## [EXTRAIT DU DOCUMENT]
################

SRIMAD-BHAGAVATAM
CHANT 3
CHAPITRE 24

Le renoncement
de Kardama Muni.

VERSET 41

maitreya uvaca
evam samuditas tena
kapilena prajapatih
daksini-krtya tam prito
vanam eva jagama ha

TRADUCTION

Sri Maitreya dit:
Ainsi parfaitement instruit par Kapila, Kardama Muni, le père de l'humanité, entreprit une marche circulaire autour de son fils, puis, l'esprit paisible, partit aussitôt pour la forêt.

TENEUR ET PORTEE

Tout le monde se doit un jour de "prendre le chemin de la forêt" Il ne s'agit nullement d'une sorte d'excursion mentale à laquelle se livrent les uns et pas les autres. Tous doivent se rendre dans la forêt, au moins en tant que vanaprastha. Se rendre dans la forêt signifie accepter le Seigneur Suprême comme son seul refuge, tel que l'explique Prahlada Maharaja dans ses propos à son père. Sada samudvigna-dhiyam: tout être ayant revêtu un corps matériel, temporaire, se trouve constamment dans l'angoisse.(1) Il ne faut donc pas être trop concerné par le corps de matière, mais chercher plutôt à s'en affranchir. Pour ce faire, l'étape préliminaire consiste à se rendre dans la forêt, ou à renoncer aux liens de la famille, pour se vouer de façon exclusive à la Conscience de Krsna. Voilà la raison pour laquelle on doit se rendre dans la forêt. Sinon, les bois ne sont qu'un refuge pour les singes et les animaux sauvages. On ne s'y rend pas pour devenir soi-même un singe ou un animal féroce, mais pour y accepter le refuge exclusif de Dieu, la Personne Suprême, et s'absorber pleinement dans Son service. En fait, il n'est pas vraiment nécessaire de se rendre dans la forêt. A l'heure actuelle, cela n'est pas du tout recommandé, surtout pour un homme qui a passé toute sa vie dans les grandes villes. Comme l'explique Prahlada Maharaja (hitvatam-patam grham andha-kupam), il ne faut pas rester pour toujours accaparé par les responsabilités familiales, car la vie de famille sans la Conscience de Krsna est comparable à un puits obscur. Si, en se promenant seul dans un champ, un homme vient à tomber dans un puits profond et que personne ne soit là pour le sauver, il aura beau crier indéfiniment, personne ne pourra savoir d'où proviennent les cris ni même les entendre; sa mort est alors certaine. De même, ceux qui ont oublié leur relation éternelle avec le Seigneur Suprême vivent dans le puits sombre de la vie familiale, et leur position ne présage rien de bon. Prahlada Maharaja conseille alors de quitter ce puits d'une manière ou d'une autre et d'adopter la Conscience de Krsna pour ainsi se délivrer des chaînes de la vie matérielle, source de toute angoisse.

################

## [LIGNES FOURNIES]

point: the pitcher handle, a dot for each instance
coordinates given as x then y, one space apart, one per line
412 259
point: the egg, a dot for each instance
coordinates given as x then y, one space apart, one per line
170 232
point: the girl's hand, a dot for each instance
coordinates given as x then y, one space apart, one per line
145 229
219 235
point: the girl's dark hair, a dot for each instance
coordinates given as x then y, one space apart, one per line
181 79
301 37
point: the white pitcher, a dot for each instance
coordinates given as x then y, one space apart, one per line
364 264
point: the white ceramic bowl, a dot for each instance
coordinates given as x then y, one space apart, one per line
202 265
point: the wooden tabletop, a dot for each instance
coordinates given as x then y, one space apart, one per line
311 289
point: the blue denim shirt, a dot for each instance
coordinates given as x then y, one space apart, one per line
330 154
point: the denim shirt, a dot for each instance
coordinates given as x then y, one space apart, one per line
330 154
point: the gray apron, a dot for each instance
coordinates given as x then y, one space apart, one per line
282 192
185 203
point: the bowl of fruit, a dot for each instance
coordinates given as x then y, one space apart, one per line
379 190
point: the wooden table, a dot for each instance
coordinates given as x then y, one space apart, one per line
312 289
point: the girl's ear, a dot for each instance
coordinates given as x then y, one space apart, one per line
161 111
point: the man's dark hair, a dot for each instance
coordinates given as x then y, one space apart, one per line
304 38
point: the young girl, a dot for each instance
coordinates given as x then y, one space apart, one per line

################

## [CONSIGNES DE L'EXERCICE]
**a.** D'après l'extrait du document, à quoi Prahlada Maharaja compare-t-il la vie de famille sans la Conscience de Krsna ?
**b.** Prolongez le commentaire sur le renoncement de Kardama Muni à partir de sa dernière phrase.
Les lignes ne sont pas utiles pour cet exercice.

## [RÉPONSES PAR CONSIGNE]
**a.** À un puits obscur.

**b.**
(1) S.B.,7.5.5

VERSET 42

vratam sa asthito maunam
atmaika-sarano munih
nihsango vyacarat ksonim
anagnir aniketanah

TRADUCTION

Le sage Kardama fit voeu de silence afin de fixer sa pensée sur le Seigneur Souverain et de faire de Lui son seul refuge. Sans compagnie, sans abri et sans aucun contact avec le feu, il parcourut la surface du globe en sannyasi.

TENEUR ET PORTEE

Les mots anagir aniketanah sont ici à retenir. Le sannyasi doit être complètement détaché du feu et de tout lieu de résidence. Le grhastha, lui, se trouve toujours en contact avec le feu, que ce soit pour l'offrande de sacrifices ou simplement pour cuisiner; mais le sannyasi est dégagé de ces deux responsabilités. Il n'a ni à cuisiner ni à faire d'offrande dans le feu sacrificiel, car il demeure constamment absorbé dans la conscience de Krsna et s'acquitte déjà par là de toutes les pratiques religieuses. Le mot aniketanah signifie "sans logement". Le sannyasi ne doit pas avoir sa propre maison, mais plutôt dépendre entièrement du Seigneur Suprême quant à sa nourriture et son gîte; il doit voyager.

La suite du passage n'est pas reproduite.